| THE PROBLEM |
Return every line of the data exactly as it appears.

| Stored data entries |
# # # # # # #

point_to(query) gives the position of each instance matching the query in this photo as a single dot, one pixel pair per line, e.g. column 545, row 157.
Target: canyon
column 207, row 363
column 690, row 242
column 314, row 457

# # # # # # #

| ANSWER FOR THIS EXERCISE |
point_to(query) gives the position of each instance matching the query in this photo as a single dot, one pixel pair per line, e.g. column 545, row 157.
Target: canyon
column 207, row 363
column 690, row 242
column 314, row 457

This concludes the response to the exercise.